AIM >>
Write out all of the material below line for line, changing nothing.

Rows of bounding box annotation data >>
━━━
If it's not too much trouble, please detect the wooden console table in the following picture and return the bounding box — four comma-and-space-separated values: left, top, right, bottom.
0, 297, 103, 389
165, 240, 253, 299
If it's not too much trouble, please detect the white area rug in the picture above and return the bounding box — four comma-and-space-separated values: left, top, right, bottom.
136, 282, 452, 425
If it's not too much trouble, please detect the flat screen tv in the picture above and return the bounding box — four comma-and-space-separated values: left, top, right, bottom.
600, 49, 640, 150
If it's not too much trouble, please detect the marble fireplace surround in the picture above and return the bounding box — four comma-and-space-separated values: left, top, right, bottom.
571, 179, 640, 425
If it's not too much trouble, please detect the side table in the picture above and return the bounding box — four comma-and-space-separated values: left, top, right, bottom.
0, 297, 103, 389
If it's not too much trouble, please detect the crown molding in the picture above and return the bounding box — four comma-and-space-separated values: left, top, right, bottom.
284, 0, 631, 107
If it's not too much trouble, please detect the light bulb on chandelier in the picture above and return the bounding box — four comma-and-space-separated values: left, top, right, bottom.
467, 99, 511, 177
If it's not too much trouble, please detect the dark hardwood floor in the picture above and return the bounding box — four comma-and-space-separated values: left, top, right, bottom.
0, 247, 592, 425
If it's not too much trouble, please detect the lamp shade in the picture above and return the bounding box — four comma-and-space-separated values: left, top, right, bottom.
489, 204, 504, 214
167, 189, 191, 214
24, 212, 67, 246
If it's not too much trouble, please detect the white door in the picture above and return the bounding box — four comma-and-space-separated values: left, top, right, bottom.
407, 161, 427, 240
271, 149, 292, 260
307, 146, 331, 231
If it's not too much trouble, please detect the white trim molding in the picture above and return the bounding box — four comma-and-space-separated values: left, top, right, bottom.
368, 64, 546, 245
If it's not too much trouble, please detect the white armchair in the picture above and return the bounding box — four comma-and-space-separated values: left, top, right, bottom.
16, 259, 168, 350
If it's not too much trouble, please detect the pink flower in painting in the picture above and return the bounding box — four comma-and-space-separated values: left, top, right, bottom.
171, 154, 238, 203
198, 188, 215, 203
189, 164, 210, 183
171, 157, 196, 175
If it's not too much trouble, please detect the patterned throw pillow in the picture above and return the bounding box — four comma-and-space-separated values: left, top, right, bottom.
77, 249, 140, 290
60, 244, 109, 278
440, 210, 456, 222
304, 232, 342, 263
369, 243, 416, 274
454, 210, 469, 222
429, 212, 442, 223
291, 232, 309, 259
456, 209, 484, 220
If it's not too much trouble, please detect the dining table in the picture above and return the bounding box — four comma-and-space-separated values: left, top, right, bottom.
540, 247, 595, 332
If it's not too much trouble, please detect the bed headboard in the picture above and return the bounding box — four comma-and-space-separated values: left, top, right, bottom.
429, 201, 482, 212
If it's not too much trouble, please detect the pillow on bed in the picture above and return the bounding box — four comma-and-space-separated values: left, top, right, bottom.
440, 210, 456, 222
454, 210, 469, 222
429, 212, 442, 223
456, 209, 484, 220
━━━
TASK SOLUTION >>
If it's not too much trouble, please detect the wooden console table in the following picture and return the bounding box — four comma-and-space-separated values: left, top, right, bottom.
0, 297, 103, 389
165, 240, 253, 299
If it's not too much trouble, please detect the white area rug in the picture above and return the bounding box — four comma-and-space-separated values: left, top, right, bottom.
136, 282, 452, 425
If it's not too much trouble, please detect the flat screen tv in the picture above and return the bounding box — four comma-and-space-separated values: left, top, right, bottom.
600, 49, 640, 150
If it's not too much trouble, please detect the marble fireplace surround in the picture above and return the bounding box — four comma-and-space-separated values: left, top, right, bottom.
571, 179, 640, 425
If it's not too much trouble, please detect the side table in the picture above and return the bounding box — four comma-and-space-separated values: left, top, right, bottom.
0, 297, 103, 389
If it's not too much trouble, please detect the crown molding in the picture above and return the bounding box — four comma-and-space-separated values: left, top, right, bottom.
284, 0, 631, 107
If it's not too much trouble, please detect the light bulb on chandelier in the picture above and return the bounding box — four comma-and-space-separated values: left, top, right, bottom.
467, 99, 511, 177
If it's not too much trouble, please detect the dark hardwood floor in the picture above and return the bounding box — four comma-and-space-separated values: left, top, right, bottom.
0, 247, 592, 425
If it's not too much trouble, please detect the lamp shade in the picture above and return the bounding box — four comma-and-space-separated values: left, top, right, bottom.
489, 204, 504, 214
167, 189, 191, 214
24, 212, 67, 246
If it's not too much trouble, please detect the white door in the picture above and return the bounding box — four comma-and-space-separated values: left, top, right, bottom.
407, 161, 427, 240
271, 149, 292, 260
307, 146, 331, 231
If it's not too much trouble, please detect the white trim molding in the picture above and return the bounding box — four comma-and-space-separated values: left, top, right, bottom.
368, 64, 546, 245
If it's not too much trouble, please detect the white armchair in the picture above and return the bounding box — four comma-and-space-separated values: left, top, right, bottom.
16, 259, 168, 350
If it's not too much trouble, please detect the pink flower in painting in the picture above and return the bounding box — four comma-and-space-separated values: left, top, right, bottom.
171, 154, 238, 203
198, 188, 215, 203
189, 164, 210, 183
171, 157, 196, 175
If it's not too much trouble, please detect the patterned throw pillow in the picture above and return the bounding box — four comma-and-space-separated values: left, top, right, bottom.
77, 249, 140, 290
60, 244, 109, 278
440, 210, 456, 222
304, 232, 342, 263
369, 243, 416, 274
454, 210, 469, 222
429, 212, 442, 223
291, 232, 309, 259
456, 209, 484, 220
If it's not too much trouble, please detect the dining table in the picture above and return the bounding box — four comma-and-space-separated values: left, top, right, bottom.
540, 247, 595, 332
If it's not too much trouble, please detect the bed headboard in the picture above and return the bounding box — four comma-and-space-separated values: left, top, right, bottom.
429, 201, 482, 212
If it's not too much trouble, please detect the pillow on bed in the picture above and return the bounding box — four comma-and-space-separated values: left, top, right, bottom.
440, 210, 456, 222
454, 210, 469, 222
429, 212, 442, 223
456, 209, 484, 220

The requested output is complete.